• **Qué elaborar**:
¿Puedes convertir en una lista breve el párrafo del fragmento que empieza «Parecía estar doblando», conservando sus datos principales?

• **Fragmento seleccionado**:
◆ ◆ ◆ ◆ ◆

A través de una ventana enrejada que invadía parte de la acera, la vi sentada en una desvencijada silla de madera, a solas en medio de un pasillo oscuro y junto a una puerta entreabierta de la que apenas salía luz.
Parecía estar doblando, con la parsimonia de quien no tiene más que esperar a que el tiempo se acabe, pequeños paños blancos que cuidadosamente iba colocando sobre sus rodillas. Su piel negra como el azabache contrastaba con el único atuendo que llevaba puesto, un camisón blanco y arrugado que le quedaba muy grande, dejando a su delgado cuerpecito perderse dentro. Su rostro mostraba el implacable paso de los años y llevaba el poco pelo que le quedaba, recogido bajo un pañuelo azul flojo anudado en la nuca.
Levantó la mirada y nuestras vidas se cruzaron en el preciso instante en que mis ojos se acostumbraban a la oscuridad en la que ella vivía. Aquella escena era sin duda un fotografía única, de esas en que con un simple disparo, cuentas toda una historia. Una oportunidad que pocas veces te tropiezas en un viaje y que consiguen que el esfuerzo de volar miles de kilómetros con el equipo fotográfico a cuestas, valga la pena.
Levanté mi cámara y las cejas en un mismo gesto, pidiendo permiso para fotografiarla. Me dijo que no con un dedo. Y sin preguntar nada más, bajé despacito la cámara y me quedé delante de la reja, sin consuelo y sin poder dejar de mirarla.

◆ ◆ ◆ ◆ ◆

• **Líneas extraídas**:

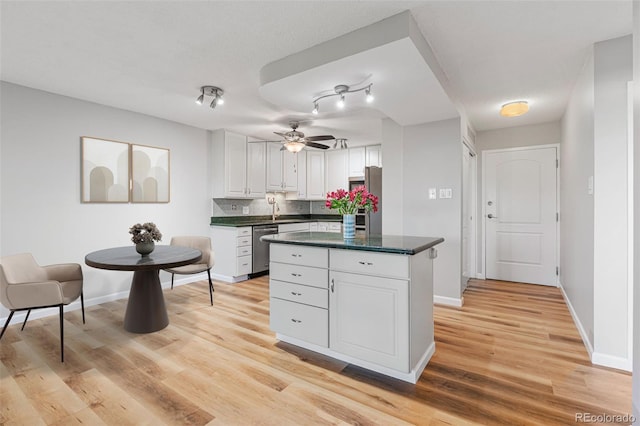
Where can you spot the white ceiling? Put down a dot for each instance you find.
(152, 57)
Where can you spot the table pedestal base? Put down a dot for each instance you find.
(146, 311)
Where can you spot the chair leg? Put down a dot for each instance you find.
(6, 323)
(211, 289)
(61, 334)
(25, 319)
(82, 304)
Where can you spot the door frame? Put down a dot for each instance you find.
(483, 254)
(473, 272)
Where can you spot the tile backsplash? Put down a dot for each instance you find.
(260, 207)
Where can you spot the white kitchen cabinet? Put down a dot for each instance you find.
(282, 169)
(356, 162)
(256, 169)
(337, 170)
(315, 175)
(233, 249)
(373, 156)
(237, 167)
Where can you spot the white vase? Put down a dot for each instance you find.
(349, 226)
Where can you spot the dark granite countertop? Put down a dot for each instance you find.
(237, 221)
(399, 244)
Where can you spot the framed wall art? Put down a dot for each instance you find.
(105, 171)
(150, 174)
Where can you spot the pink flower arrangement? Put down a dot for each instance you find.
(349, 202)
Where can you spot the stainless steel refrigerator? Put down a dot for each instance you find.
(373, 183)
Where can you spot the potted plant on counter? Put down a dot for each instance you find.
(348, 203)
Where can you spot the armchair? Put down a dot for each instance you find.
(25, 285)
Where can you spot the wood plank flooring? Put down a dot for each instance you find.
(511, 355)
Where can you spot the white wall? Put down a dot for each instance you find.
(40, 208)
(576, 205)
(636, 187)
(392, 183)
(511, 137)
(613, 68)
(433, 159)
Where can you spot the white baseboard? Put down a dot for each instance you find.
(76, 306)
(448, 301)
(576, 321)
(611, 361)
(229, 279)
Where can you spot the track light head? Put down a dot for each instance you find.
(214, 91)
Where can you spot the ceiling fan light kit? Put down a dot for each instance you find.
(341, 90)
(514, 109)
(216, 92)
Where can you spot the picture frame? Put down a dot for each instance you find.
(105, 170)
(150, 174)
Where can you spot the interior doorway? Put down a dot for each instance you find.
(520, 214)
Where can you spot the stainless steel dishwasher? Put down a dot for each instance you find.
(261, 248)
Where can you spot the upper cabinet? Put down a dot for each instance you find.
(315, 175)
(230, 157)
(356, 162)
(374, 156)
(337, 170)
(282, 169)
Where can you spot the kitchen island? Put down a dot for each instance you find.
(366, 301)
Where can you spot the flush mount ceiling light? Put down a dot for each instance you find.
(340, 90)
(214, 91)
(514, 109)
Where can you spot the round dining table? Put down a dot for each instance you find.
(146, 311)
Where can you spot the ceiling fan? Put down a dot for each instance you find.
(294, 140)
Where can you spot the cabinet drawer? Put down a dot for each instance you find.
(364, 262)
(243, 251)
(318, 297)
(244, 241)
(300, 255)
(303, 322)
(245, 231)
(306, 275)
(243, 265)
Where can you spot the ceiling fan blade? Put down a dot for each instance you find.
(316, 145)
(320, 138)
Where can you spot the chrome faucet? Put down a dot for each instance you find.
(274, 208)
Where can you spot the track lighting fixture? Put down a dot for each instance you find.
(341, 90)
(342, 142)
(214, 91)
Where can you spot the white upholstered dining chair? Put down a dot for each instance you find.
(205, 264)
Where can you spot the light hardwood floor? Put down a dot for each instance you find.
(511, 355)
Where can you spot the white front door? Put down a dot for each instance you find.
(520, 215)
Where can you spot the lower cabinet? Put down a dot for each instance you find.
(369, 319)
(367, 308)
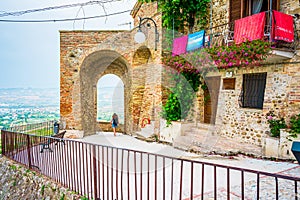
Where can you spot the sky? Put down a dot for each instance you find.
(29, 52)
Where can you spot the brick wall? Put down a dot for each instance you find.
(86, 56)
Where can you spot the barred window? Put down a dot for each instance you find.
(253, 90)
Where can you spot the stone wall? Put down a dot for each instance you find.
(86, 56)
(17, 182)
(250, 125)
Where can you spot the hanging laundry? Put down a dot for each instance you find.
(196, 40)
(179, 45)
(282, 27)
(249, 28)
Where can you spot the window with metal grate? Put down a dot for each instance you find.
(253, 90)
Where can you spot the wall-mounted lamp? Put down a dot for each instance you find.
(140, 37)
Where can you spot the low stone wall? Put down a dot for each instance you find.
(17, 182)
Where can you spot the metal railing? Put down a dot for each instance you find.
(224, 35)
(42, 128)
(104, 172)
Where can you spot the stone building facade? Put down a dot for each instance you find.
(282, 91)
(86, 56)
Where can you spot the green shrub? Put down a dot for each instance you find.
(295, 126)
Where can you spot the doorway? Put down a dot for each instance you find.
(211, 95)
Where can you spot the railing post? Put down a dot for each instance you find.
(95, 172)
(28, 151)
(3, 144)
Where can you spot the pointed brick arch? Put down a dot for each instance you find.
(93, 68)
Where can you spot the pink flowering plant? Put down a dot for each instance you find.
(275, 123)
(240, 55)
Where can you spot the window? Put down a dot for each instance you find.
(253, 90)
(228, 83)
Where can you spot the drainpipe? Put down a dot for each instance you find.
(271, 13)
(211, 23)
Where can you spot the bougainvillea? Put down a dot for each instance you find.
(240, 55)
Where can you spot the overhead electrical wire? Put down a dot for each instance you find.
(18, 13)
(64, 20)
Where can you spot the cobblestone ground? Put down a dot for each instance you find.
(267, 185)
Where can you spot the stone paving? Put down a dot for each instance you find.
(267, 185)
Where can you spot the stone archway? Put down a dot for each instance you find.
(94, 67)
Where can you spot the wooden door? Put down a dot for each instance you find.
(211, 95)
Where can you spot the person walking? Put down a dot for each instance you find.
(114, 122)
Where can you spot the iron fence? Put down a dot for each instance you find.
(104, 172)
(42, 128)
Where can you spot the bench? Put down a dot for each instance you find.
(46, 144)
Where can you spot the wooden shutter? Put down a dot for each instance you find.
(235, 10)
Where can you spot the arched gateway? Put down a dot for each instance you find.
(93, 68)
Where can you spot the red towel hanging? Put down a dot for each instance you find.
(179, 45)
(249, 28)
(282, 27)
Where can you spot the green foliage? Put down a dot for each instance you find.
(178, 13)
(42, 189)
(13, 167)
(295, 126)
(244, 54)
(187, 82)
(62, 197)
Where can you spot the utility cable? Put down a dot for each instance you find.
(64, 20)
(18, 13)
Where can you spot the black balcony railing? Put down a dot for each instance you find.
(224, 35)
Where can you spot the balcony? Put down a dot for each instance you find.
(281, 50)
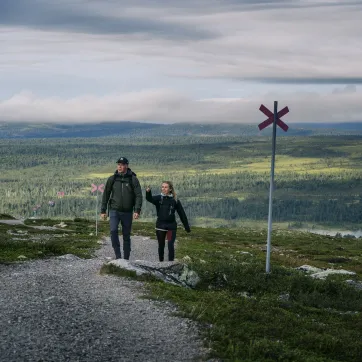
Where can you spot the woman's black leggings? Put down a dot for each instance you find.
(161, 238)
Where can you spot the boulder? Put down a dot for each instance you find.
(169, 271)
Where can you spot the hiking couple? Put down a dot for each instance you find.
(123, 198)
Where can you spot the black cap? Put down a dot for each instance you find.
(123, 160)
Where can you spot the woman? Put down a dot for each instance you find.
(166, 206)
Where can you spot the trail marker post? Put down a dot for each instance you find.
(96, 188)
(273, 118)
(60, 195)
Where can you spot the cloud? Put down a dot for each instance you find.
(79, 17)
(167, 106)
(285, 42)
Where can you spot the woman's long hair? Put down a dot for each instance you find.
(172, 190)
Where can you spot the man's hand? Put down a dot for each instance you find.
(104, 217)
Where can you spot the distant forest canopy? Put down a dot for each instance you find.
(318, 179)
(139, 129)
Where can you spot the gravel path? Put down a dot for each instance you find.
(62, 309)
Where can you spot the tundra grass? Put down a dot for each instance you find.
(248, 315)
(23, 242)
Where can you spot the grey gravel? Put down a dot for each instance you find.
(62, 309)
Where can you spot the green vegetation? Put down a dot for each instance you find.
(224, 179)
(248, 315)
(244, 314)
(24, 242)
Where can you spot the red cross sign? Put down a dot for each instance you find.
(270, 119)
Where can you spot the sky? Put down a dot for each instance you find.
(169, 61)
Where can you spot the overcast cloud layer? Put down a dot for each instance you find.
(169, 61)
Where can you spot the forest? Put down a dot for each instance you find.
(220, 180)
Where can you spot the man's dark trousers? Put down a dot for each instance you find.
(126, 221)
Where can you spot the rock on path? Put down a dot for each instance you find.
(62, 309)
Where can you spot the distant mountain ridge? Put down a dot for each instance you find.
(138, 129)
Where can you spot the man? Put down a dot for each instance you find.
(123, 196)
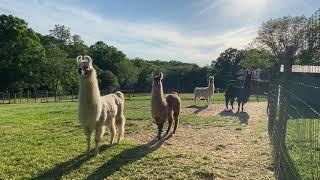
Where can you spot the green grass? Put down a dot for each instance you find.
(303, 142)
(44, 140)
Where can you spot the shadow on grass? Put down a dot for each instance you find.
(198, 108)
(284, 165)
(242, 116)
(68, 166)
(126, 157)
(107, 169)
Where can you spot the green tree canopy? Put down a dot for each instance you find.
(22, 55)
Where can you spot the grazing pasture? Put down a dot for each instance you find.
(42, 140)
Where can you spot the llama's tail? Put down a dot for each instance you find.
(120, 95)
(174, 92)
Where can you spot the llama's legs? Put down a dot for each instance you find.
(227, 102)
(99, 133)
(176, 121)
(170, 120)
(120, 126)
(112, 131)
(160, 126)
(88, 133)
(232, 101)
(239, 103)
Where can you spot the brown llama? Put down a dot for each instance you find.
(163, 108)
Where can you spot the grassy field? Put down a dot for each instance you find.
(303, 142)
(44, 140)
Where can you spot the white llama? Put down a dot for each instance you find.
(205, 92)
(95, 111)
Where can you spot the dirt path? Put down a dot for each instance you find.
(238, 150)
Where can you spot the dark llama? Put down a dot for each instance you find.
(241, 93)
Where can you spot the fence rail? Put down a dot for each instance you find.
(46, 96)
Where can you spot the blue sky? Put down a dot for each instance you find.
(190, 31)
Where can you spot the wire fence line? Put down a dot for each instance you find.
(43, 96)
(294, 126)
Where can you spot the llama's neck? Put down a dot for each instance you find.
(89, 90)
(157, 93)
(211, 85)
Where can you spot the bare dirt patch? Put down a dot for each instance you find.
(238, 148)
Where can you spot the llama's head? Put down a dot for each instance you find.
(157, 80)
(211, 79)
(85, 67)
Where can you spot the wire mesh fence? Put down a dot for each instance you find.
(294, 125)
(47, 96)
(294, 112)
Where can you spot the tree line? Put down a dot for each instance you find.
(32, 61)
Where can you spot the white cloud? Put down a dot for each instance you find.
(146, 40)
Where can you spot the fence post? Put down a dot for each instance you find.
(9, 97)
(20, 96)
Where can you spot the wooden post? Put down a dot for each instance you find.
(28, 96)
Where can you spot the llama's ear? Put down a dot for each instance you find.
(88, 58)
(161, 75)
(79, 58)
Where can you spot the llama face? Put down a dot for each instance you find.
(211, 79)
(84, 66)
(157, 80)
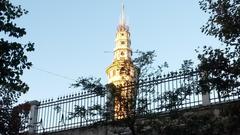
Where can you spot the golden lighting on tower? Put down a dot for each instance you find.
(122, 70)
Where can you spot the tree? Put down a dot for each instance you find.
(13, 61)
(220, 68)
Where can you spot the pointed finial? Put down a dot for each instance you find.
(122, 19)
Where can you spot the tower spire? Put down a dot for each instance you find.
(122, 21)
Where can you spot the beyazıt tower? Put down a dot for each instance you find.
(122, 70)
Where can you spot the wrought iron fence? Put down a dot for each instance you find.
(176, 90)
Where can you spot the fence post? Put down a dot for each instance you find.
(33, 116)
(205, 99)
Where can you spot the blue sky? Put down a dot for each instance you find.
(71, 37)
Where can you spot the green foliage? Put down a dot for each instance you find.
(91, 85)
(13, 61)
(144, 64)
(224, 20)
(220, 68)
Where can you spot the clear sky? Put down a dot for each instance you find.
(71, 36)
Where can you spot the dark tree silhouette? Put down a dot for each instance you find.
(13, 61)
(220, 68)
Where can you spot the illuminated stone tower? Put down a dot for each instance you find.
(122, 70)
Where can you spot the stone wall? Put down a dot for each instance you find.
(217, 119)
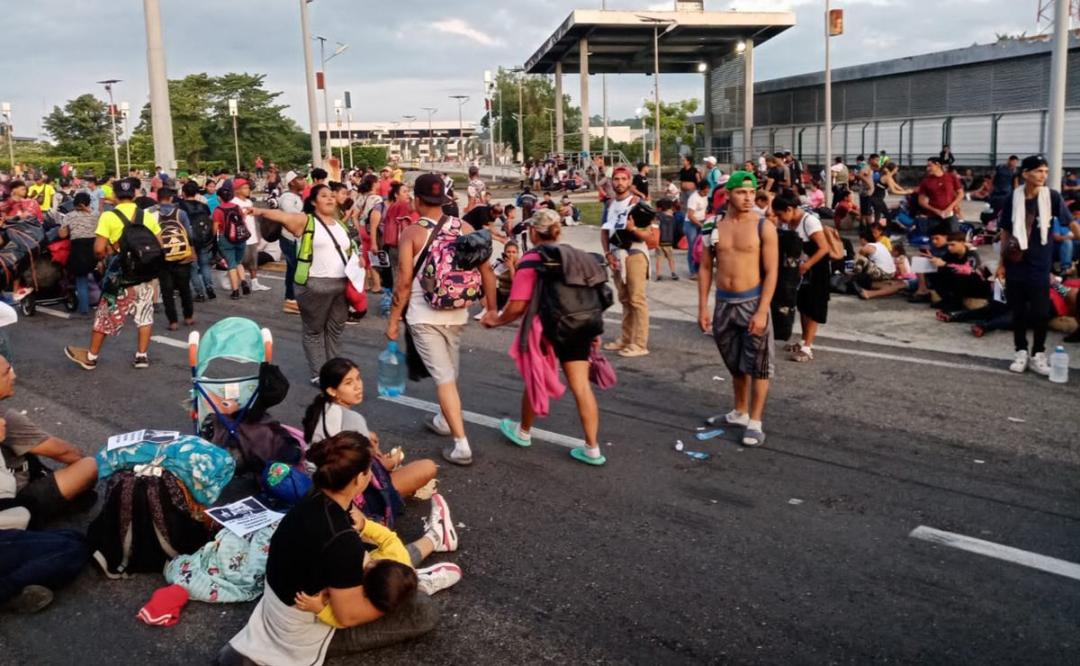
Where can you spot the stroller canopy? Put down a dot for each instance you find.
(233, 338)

◆ ◆ ◆ ◆ ◆

• **Resultado**:
- Dobla con calma pequeños paños blancos y los va colocando sobre sus rodillas.
- Tiene la piel negra como el azabache.
- Solo lleva un camisón blanco y arrugado, muy grande para su cuerpo delgado.
- Su rostro muestra el paso de los años.
- Recoge el poco pelo que le queda bajo un pañuelo azul anudado en la nuca.